## Task directions
Write out every one of the records below word for word, omitting the pictures.

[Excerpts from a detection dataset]
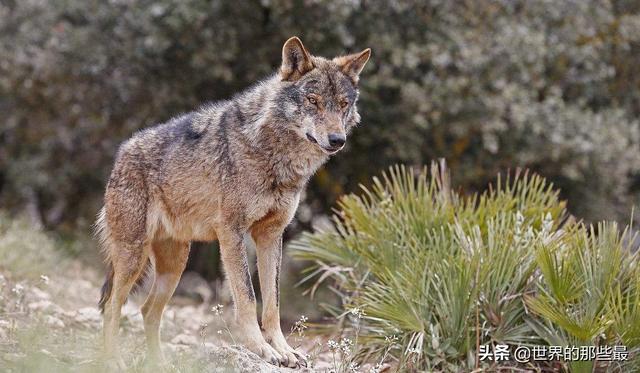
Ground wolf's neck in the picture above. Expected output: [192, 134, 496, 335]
[228, 75, 327, 188]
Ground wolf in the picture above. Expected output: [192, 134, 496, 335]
[96, 37, 371, 367]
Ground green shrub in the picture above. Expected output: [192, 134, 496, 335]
[291, 163, 640, 371]
[0, 211, 63, 279]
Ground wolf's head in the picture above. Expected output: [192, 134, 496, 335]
[278, 37, 371, 154]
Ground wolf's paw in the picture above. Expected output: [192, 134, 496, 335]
[245, 341, 283, 366]
[276, 344, 307, 368]
[266, 332, 307, 368]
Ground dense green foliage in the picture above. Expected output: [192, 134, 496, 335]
[0, 0, 640, 228]
[290, 164, 640, 372]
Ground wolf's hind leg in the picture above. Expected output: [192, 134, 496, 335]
[217, 230, 283, 365]
[142, 240, 190, 364]
[104, 243, 148, 364]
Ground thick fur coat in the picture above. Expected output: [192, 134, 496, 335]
[96, 37, 371, 366]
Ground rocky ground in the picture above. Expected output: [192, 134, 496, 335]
[0, 262, 338, 372]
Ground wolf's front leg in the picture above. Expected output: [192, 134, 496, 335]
[254, 232, 306, 368]
[218, 231, 284, 365]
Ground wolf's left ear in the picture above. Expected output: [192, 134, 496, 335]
[333, 48, 371, 83]
[280, 36, 314, 81]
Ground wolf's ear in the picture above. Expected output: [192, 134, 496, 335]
[333, 48, 371, 83]
[280, 36, 314, 81]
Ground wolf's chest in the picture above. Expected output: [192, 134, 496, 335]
[247, 192, 300, 225]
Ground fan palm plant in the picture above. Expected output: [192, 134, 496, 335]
[291, 162, 640, 371]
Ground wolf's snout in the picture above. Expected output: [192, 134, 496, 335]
[329, 133, 347, 149]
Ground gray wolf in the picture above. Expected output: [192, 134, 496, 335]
[96, 37, 371, 367]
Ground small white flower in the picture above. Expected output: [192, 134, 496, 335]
[340, 338, 353, 355]
[349, 307, 366, 319]
[327, 339, 340, 351]
[349, 362, 360, 373]
[211, 304, 224, 316]
[11, 284, 24, 296]
[384, 334, 398, 344]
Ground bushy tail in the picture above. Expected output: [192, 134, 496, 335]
[98, 263, 113, 313]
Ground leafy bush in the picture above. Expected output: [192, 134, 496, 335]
[291, 163, 640, 372]
[0, 211, 64, 279]
[0, 0, 640, 228]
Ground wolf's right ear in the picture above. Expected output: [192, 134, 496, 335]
[280, 36, 314, 81]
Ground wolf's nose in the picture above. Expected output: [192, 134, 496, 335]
[329, 133, 347, 148]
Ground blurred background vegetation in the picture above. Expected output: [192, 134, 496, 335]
[0, 0, 640, 277]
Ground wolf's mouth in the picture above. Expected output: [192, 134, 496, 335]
[307, 133, 344, 155]
[307, 133, 318, 144]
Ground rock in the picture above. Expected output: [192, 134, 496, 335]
[29, 286, 51, 300]
[44, 315, 64, 329]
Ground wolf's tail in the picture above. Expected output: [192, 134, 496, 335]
[98, 263, 113, 313]
[94, 207, 113, 313]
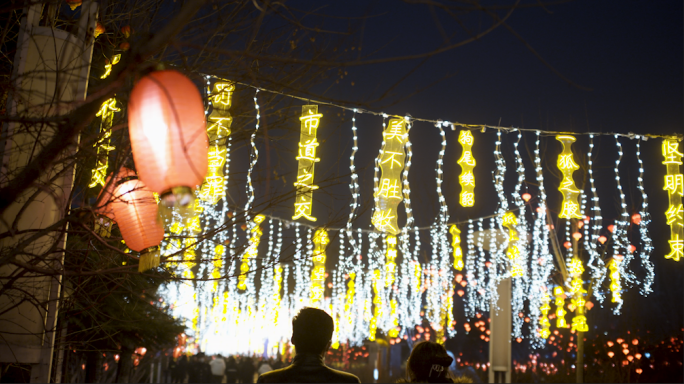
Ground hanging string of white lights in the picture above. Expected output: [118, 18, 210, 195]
[584, 135, 606, 303]
[632, 137, 655, 296]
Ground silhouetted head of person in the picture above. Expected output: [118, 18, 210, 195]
[406, 341, 454, 383]
[292, 307, 335, 355]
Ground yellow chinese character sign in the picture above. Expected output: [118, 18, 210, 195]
[502, 212, 523, 277]
[199, 82, 235, 204]
[371, 118, 408, 235]
[553, 286, 568, 328]
[292, 105, 323, 221]
[385, 235, 397, 287]
[449, 224, 464, 271]
[458, 130, 475, 207]
[556, 135, 582, 219]
[311, 228, 330, 308]
[663, 139, 684, 261]
[238, 215, 265, 290]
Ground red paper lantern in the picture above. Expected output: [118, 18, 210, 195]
[128, 70, 209, 206]
[112, 179, 164, 272]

## Solution for this problem
Ground wolf's neck in the picture above. Expected output: [192, 134, 496, 335]
[228, 75, 327, 188]
Ground wolf in the picture above. Expected output: [192, 134, 496, 335]
[96, 37, 371, 367]
Ground green shrub in the picture above. Expected output: [192, 134, 496, 335]
[291, 163, 640, 371]
[0, 211, 63, 279]
Ground wolf's head in the picture above. Expected output: [192, 134, 496, 335]
[278, 37, 371, 154]
Ground wolf's paw in the picture above. Expected output: [192, 134, 496, 335]
[245, 341, 283, 366]
[276, 344, 307, 368]
[266, 332, 307, 368]
Ground dense green foliage in the picture above. Expected output: [192, 134, 496, 335]
[0, 0, 640, 228]
[290, 164, 640, 372]
Ground wolf's hind leg in the picture above. Expected output: [192, 134, 496, 335]
[217, 230, 283, 365]
[142, 240, 190, 364]
[104, 243, 148, 364]
Ground thick fur coat in the picture above. Expected output: [192, 134, 496, 335]
[96, 37, 371, 366]
Ground rocky ground in the picture above. Expected output: [192, 134, 496, 335]
[0, 262, 338, 372]
Ground wolf's front leg in the picture above. Expected output: [192, 134, 496, 335]
[254, 232, 306, 368]
[218, 231, 284, 365]
Ground wolf's left ear in the picture above. Expected output: [192, 134, 496, 335]
[333, 48, 371, 83]
[280, 36, 314, 81]
Ground wolf's ear in the picture above. Expected output: [192, 134, 496, 335]
[333, 48, 371, 83]
[280, 36, 314, 81]
Ground wolf's chest in the picture above. Expected output: [192, 134, 496, 335]
[247, 192, 300, 225]
Ground fan palm plant in the picture above. Expected output: [192, 134, 496, 335]
[291, 162, 640, 371]
Ground wolf's snout in the picture above. Expected output: [192, 134, 496, 335]
[329, 133, 347, 149]
Ground gray wolf in the picture above. Expected output: [192, 134, 496, 335]
[96, 37, 371, 367]
Ground small white flower in the picture above. Expected output: [192, 134, 496, 335]
[340, 338, 353, 355]
[349, 307, 366, 319]
[327, 339, 340, 351]
[349, 362, 360, 373]
[211, 304, 224, 316]
[11, 284, 24, 296]
[384, 334, 398, 344]
Ground bushy tail in the picture above. Expected output: [192, 134, 496, 335]
[98, 263, 113, 313]
Ground leafy bush in the picture above. Expected output: [192, 134, 496, 335]
[291, 163, 640, 372]
[0, 211, 64, 279]
[0, 0, 640, 228]
Ground wolf's right ear in the picture above. Expected output: [192, 134, 496, 335]
[280, 36, 314, 81]
Ground wolf's nose in the picture above. Expected output: [192, 134, 496, 335]
[329, 133, 347, 148]
Ground blurred background vegetation in the picture above. Expected output: [192, 134, 496, 335]
[0, 0, 640, 277]
Ground wolf's mouth in the picture above. Expected output: [192, 134, 496, 335]
[307, 133, 344, 155]
[307, 133, 318, 144]
Ground rock in the picture above. Expected output: [192, 134, 496, 335]
[29, 286, 51, 300]
[44, 315, 64, 329]
Ground wolf's tail in the picture above. Expected output: [192, 134, 496, 335]
[98, 263, 113, 313]
[94, 207, 113, 313]
Ground hanging string of white lights in the picture above. Expected output: [118, 18, 210, 195]
[584, 135, 606, 303]
[632, 137, 655, 296]
Ground silhouetted head of person in the picture above. Expected output: [118, 18, 210, 195]
[406, 341, 454, 383]
[292, 307, 335, 355]
Ground yellow chinese character sign in the picture above. Expected output: [118, 18, 210, 195]
[502, 212, 523, 277]
[199, 82, 235, 204]
[371, 118, 408, 235]
[553, 286, 568, 328]
[292, 105, 323, 221]
[385, 235, 397, 287]
[449, 224, 464, 271]
[458, 130, 475, 207]
[556, 135, 582, 219]
[311, 228, 330, 308]
[663, 139, 684, 261]
[238, 215, 265, 290]
Ground red paper lantern in the picture above. Expected output: [118, 18, 210, 195]
[128, 70, 209, 206]
[112, 179, 164, 272]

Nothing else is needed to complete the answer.